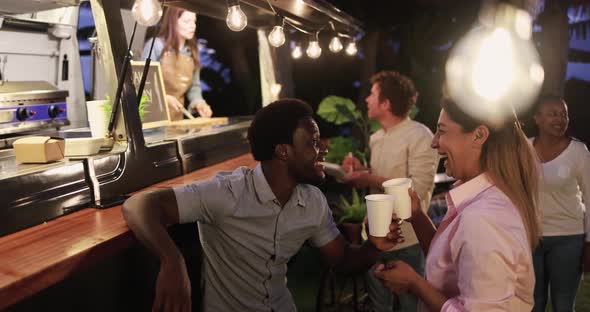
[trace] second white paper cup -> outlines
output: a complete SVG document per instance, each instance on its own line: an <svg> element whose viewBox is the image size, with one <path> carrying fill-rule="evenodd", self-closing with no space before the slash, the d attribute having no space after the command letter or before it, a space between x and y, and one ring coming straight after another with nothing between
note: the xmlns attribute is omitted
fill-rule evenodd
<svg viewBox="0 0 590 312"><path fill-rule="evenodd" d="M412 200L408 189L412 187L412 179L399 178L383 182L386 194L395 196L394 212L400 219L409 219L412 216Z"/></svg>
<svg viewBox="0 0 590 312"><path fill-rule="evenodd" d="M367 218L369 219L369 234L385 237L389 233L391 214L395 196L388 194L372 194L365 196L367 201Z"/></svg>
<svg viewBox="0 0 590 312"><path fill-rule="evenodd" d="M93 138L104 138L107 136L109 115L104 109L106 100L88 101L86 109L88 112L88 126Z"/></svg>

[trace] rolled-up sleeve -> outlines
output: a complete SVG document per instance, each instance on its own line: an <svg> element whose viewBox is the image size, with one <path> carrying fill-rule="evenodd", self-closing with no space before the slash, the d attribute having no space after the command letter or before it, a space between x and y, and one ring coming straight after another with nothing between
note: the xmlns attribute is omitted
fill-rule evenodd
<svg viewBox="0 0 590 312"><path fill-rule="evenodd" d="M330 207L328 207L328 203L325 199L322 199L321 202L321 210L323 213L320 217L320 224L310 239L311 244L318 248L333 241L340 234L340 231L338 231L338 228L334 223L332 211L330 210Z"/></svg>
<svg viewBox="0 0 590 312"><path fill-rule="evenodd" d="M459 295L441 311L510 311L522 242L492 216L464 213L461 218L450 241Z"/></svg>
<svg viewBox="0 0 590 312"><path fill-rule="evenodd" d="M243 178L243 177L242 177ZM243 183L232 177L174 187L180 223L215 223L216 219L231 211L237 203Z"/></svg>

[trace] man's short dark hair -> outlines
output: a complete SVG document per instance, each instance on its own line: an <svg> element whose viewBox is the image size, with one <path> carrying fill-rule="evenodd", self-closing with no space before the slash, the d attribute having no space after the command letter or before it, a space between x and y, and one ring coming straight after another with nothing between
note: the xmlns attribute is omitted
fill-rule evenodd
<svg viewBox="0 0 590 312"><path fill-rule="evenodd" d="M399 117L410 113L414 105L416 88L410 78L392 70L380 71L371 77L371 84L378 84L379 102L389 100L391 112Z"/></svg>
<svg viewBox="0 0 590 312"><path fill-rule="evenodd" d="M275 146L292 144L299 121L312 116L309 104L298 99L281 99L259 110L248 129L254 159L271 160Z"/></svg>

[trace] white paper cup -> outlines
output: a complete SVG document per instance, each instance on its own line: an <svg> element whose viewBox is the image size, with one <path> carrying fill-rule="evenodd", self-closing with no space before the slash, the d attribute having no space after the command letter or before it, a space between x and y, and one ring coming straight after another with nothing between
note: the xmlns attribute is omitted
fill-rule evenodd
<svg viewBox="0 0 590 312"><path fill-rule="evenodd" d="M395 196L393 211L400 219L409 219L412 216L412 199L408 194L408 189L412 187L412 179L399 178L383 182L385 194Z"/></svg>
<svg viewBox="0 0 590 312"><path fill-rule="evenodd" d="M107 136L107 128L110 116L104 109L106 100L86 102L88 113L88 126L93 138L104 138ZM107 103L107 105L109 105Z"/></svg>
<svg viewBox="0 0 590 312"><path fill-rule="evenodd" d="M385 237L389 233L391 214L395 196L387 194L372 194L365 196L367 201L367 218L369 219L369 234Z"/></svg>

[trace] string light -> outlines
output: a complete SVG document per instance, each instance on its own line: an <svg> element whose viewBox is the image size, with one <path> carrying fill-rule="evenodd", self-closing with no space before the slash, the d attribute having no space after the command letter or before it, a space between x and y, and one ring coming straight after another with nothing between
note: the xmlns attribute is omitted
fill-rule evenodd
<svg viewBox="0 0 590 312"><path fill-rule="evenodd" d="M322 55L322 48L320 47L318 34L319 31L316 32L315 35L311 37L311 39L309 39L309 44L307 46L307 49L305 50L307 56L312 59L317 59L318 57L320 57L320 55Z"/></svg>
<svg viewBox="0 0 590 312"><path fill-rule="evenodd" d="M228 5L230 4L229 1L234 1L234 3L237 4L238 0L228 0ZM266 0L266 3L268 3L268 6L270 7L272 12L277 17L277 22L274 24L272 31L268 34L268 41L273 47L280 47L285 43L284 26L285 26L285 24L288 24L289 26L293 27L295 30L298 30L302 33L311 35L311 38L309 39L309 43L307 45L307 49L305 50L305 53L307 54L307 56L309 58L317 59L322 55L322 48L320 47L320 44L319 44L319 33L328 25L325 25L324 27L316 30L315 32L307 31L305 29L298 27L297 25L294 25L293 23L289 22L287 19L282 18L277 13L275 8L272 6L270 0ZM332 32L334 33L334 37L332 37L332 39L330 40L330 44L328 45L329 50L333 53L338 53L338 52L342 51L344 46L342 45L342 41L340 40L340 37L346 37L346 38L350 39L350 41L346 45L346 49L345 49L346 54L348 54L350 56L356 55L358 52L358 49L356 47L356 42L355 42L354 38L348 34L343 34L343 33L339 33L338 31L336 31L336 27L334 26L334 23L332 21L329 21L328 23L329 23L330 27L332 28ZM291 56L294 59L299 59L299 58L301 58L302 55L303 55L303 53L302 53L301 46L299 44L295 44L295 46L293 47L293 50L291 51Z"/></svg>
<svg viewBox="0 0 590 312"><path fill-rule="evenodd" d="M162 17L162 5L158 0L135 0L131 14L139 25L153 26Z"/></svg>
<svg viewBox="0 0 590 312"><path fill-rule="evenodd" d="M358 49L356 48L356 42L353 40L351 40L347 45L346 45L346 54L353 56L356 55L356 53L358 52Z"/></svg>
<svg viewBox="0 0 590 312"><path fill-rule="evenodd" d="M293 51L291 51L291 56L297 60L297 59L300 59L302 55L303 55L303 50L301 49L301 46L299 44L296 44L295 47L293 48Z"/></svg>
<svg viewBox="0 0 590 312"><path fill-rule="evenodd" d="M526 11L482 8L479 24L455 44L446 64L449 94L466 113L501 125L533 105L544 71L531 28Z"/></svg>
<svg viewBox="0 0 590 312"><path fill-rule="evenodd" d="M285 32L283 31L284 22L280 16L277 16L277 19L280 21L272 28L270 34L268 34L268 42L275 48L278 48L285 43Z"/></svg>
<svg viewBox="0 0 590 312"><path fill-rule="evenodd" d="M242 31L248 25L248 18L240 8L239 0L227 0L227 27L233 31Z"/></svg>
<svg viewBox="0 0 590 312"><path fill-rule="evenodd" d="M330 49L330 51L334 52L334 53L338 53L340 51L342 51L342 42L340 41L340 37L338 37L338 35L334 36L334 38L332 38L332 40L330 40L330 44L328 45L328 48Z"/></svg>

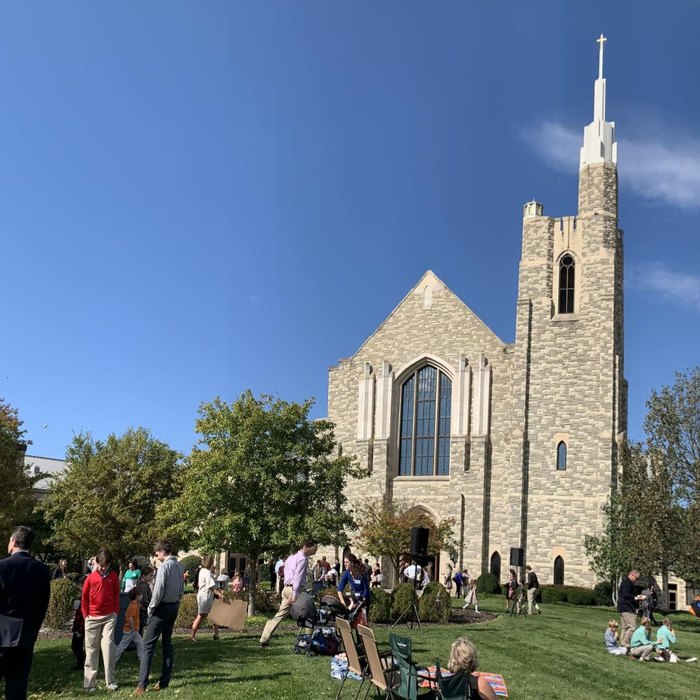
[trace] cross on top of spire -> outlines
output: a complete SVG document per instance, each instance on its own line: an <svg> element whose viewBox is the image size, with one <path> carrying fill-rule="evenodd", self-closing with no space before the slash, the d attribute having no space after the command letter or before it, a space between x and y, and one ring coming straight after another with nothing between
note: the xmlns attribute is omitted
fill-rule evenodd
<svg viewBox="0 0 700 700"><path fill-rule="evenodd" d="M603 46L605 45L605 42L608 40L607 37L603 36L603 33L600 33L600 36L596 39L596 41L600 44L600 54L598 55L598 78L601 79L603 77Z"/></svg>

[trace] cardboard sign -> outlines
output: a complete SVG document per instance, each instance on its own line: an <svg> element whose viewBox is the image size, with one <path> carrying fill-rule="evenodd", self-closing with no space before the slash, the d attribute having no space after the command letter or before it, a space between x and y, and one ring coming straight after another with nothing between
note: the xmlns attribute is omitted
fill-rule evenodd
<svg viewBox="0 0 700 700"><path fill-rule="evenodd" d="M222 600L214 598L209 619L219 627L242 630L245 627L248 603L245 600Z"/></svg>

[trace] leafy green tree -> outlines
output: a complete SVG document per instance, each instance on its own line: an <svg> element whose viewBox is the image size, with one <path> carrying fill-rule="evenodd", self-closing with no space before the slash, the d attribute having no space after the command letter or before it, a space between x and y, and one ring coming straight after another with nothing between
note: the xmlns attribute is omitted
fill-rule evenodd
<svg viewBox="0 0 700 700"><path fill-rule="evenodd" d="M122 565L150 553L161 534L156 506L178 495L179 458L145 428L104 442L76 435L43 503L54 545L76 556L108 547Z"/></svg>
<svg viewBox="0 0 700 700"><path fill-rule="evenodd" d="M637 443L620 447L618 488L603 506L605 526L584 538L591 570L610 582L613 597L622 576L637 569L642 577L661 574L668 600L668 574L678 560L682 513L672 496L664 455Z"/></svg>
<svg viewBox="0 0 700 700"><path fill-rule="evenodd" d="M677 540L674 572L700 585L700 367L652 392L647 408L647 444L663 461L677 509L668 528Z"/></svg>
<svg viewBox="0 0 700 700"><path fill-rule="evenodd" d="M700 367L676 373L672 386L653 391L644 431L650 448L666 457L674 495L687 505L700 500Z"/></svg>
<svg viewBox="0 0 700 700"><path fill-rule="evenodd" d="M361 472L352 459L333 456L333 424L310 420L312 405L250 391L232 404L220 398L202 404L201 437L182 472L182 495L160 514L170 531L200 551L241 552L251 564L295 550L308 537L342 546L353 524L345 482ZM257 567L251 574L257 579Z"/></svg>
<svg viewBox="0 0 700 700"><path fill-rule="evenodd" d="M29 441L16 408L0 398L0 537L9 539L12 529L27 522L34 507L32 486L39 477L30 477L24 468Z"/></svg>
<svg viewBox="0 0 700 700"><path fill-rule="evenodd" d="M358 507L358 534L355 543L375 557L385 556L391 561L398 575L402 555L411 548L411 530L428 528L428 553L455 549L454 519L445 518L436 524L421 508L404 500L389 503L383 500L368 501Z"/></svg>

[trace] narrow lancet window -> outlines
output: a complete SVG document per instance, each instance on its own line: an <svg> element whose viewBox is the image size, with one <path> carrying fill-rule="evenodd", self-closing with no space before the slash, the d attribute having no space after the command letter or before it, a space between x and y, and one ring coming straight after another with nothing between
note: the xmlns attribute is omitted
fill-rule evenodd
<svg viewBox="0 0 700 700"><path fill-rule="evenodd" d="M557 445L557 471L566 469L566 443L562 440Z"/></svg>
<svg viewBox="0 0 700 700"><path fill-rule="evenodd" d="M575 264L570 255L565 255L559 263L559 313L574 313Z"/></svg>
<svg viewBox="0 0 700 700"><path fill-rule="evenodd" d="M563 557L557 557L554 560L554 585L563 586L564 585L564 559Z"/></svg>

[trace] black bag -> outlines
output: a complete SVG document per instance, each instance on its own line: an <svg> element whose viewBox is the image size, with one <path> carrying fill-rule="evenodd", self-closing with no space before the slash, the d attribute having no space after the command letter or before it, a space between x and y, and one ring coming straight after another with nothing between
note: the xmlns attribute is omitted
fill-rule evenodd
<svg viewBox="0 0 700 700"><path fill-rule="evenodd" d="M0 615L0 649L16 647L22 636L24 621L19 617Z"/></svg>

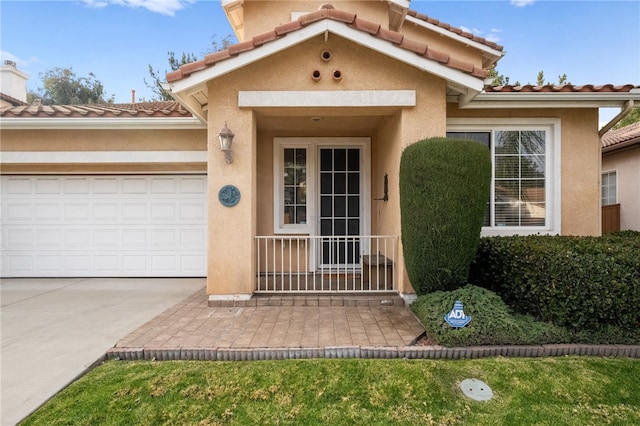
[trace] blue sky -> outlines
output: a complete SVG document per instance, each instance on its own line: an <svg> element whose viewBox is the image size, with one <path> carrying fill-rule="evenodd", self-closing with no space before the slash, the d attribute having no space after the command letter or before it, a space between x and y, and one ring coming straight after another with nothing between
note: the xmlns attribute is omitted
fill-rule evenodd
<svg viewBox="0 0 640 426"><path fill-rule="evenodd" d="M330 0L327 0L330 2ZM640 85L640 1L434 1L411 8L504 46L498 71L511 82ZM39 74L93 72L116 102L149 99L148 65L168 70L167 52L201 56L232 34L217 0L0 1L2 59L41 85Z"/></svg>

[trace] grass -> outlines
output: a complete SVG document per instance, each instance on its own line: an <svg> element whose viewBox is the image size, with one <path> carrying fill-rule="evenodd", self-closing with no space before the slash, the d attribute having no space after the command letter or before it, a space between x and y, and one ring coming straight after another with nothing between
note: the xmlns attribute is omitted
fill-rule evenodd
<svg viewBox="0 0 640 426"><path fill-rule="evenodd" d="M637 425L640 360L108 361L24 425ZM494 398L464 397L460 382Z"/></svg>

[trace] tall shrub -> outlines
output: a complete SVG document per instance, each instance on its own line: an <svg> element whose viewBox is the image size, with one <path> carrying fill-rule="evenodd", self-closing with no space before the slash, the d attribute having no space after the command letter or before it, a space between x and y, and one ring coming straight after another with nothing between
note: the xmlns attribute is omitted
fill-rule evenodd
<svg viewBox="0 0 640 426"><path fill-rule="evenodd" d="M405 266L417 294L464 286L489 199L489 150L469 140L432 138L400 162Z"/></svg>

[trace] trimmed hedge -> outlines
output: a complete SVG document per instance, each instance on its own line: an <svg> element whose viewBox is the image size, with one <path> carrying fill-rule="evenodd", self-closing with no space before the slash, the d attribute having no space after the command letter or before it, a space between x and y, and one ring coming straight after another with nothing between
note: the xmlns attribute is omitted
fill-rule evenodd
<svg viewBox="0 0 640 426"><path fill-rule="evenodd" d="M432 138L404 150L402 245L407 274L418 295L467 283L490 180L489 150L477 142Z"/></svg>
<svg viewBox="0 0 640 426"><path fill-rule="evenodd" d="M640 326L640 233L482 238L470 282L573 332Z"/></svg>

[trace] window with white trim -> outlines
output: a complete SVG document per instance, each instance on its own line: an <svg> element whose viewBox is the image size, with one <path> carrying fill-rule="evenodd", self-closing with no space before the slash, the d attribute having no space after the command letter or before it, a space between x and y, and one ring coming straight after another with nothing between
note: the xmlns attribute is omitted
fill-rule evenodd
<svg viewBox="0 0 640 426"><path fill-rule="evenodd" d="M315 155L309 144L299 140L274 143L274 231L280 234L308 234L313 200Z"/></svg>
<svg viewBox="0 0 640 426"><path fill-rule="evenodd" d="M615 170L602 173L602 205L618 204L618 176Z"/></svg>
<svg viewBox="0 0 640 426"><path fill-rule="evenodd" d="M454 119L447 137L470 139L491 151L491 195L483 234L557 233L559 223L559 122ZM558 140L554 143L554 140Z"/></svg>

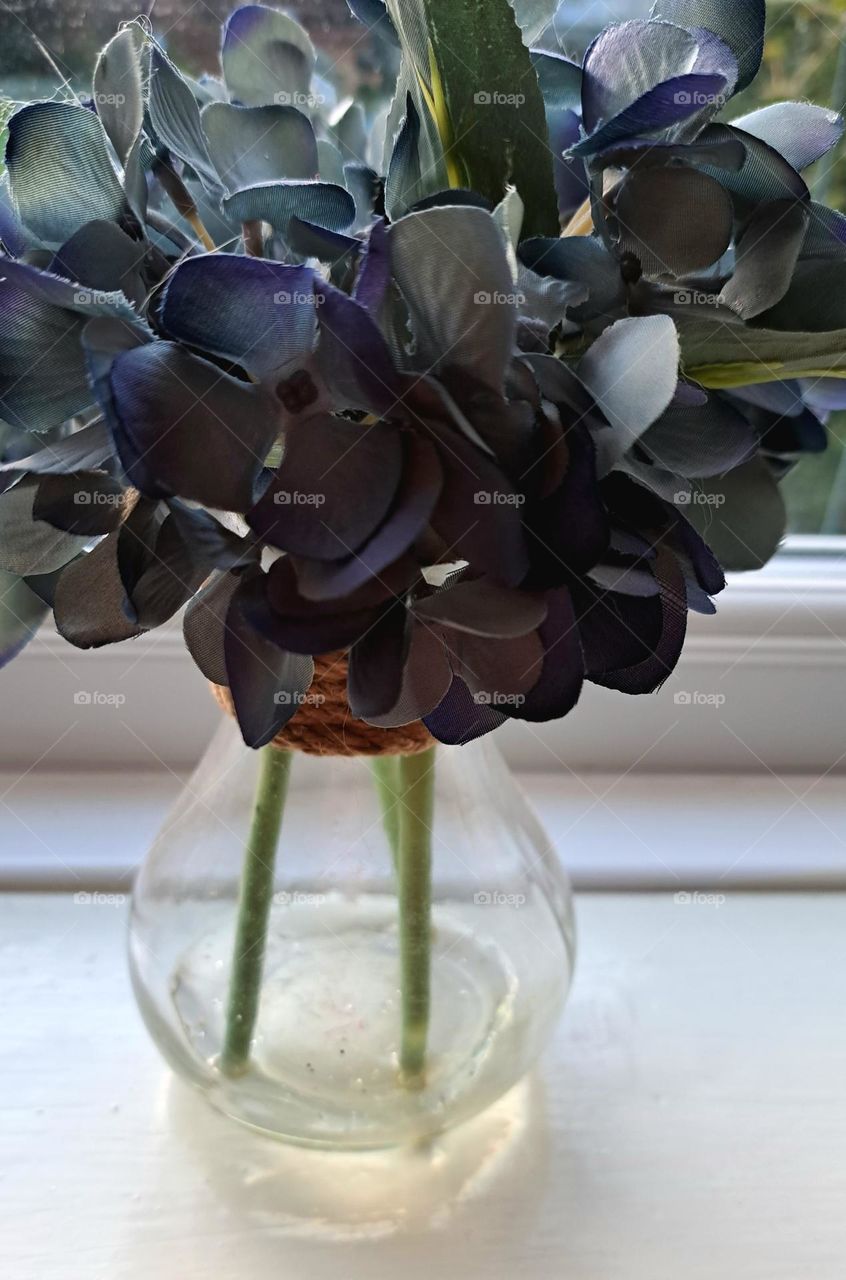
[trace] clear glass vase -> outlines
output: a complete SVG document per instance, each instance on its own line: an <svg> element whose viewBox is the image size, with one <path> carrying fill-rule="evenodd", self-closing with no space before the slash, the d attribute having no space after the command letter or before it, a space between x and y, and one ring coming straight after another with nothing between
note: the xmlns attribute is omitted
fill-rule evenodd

□ □ □

▶ What you need to do
The reply should hold the lines from the top of the records through the line containing "[trace] rolled-up sleeve -> outlines", reproduced exactly, and no pictures.

▶ Answer area
[trace] second white paper cup -> outlines
output: a complete SVG document per instance, each instance on its own line: an <svg> element whose viewBox is the image size, with one <path> carrying fill-rule="evenodd", self-closing with no space before the slash, the d attribute having no space after the command letter or before it, a space between x and y, and one ring coming straight after another with nothing between
note: the xmlns attribute is omitted
fill-rule evenodd
<svg viewBox="0 0 590 312"><path fill-rule="evenodd" d="M412 200L408 189L412 187L412 179L399 178L383 182L386 194L395 196L394 212L400 219L409 219L412 216Z"/></svg>
<svg viewBox="0 0 590 312"><path fill-rule="evenodd" d="M367 218L369 219L369 234L385 237L389 233L391 214L395 196L388 194L372 194L365 196L367 201Z"/></svg>
<svg viewBox="0 0 590 312"><path fill-rule="evenodd" d="M93 138L104 138L107 136L109 115L104 109L106 100L88 101L86 109L88 112L88 126Z"/></svg>

[trace] rolled-up sleeve -> outlines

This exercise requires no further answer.